| Directive A |
Lay out the lines of the records as a numbered list with blank lines omitted, starting with the line containing "If you could pin the green" and going on through the line containing "If you could pin the dark", both included.

------------------------

« Back To News
Syverson residents remember the attacks on Pearl Harbor 74 years later
Posted 12/8/2015Via WQOW:
Eau Claire (WQOW) - Monday marked the 74th anniversary of the attack on Pearl Harbor, which changed the lives of four local residents in Eau Claire.
Ellen Hutterli said she was a 16-year-old junior in high school in 1941. She had just finished a Sunday shift at the local movie theater when she heard about the attacks.
"I opened the door to the kitchen, and there was my mother ironing with tears rolling down her face, and my dad, he was almost crying too," Hutterli said.
Hutterli said the first thing the family thought of was her cousin, Joseph, who was stationed at Wheeler Field.
"The Japanese had come in and attacked Wheeler Field first because it had all of the airplanes," Hutterli said.
Ernest "Pete" Mickelson was also in high school at the time. He said he knew many older students from his school who had graduated and joined the U.S. Navy.

------------------------

| Directive B |
Output the passage of the Pearl Harbor article starting with "Ellen Hutterli said" and going on through "the U.S. Navy.", copied word for word.

| Provided information |
------------------------

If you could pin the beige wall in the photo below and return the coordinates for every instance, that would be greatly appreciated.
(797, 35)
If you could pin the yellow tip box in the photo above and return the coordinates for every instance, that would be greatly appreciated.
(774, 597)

------------------------

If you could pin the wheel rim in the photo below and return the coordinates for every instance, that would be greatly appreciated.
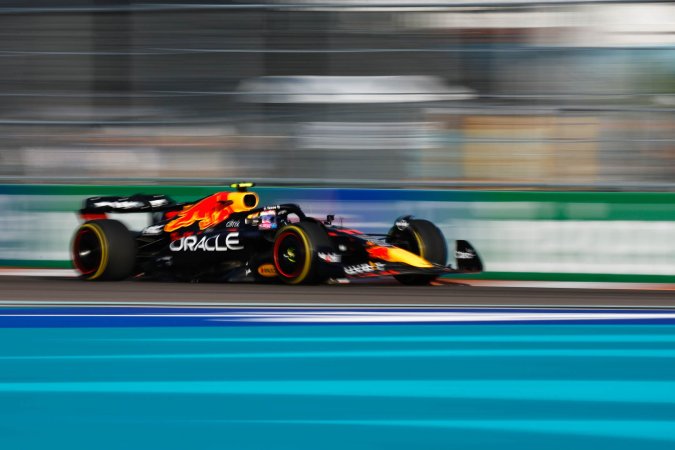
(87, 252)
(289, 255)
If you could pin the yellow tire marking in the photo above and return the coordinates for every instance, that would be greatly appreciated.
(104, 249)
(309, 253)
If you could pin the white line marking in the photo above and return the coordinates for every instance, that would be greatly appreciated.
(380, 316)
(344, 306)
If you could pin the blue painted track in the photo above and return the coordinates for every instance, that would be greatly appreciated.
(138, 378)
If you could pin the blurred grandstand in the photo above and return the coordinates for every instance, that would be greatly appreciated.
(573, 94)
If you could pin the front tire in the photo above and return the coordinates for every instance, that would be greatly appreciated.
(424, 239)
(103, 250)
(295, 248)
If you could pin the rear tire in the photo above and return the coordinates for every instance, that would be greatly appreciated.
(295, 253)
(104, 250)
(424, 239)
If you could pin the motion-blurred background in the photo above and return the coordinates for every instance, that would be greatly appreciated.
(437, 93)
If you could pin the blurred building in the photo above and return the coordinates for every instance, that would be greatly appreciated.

------------------------

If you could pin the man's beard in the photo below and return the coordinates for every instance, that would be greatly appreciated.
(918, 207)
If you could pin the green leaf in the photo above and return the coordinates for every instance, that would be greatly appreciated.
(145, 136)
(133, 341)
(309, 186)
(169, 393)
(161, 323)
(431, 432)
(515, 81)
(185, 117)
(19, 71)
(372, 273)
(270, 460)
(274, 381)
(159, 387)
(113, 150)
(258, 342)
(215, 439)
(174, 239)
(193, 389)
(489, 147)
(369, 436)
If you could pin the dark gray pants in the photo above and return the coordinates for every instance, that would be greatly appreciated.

------------------------

| Worked answer A |
1. If you could pin the green leaf in the photo above and return the coordinates for every instance, that would be greatly appreciated.
2. (145, 136)
3. (133, 341)
4. (309, 186)
5. (169, 393)
6. (161, 323)
7. (431, 432)
8. (515, 81)
9. (185, 117)
10. (19, 71)
11. (372, 273)
12. (270, 460)
13. (274, 381)
14. (159, 387)
15. (113, 150)
16. (258, 342)
17. (215, 439)
18. (174, 239)
19. (193, 389)
20. (489, 147)
21. (369, 436)
22. If you could pin the dark gray pants in the photo above and return the coordinates for every instance, that would be greatly appreciated.

| Worked answer B |
Ellen Hutterli said she was a 16-year-old junior in high school in 1941. She had just finished a Sunday shift at the local movie theater when she heard about the attacks.
"I opened the door to the kitchen, and there was my mother ironing with tears rolling down her face, and my dad, he was almost crying too," Hutterli said.
Hutterli said the first thing the family thought of was her cousin, Joseph, who was stationed at Wheeler Field.
"The Japanese had come in and attacked Wheeler Field first because it had all of the airplanes," Hutterli said.
Ernest "Pete" Mickelson was also in high school at the time. He said he knew many older students from his school who had graduated and joined the U.S. Navy.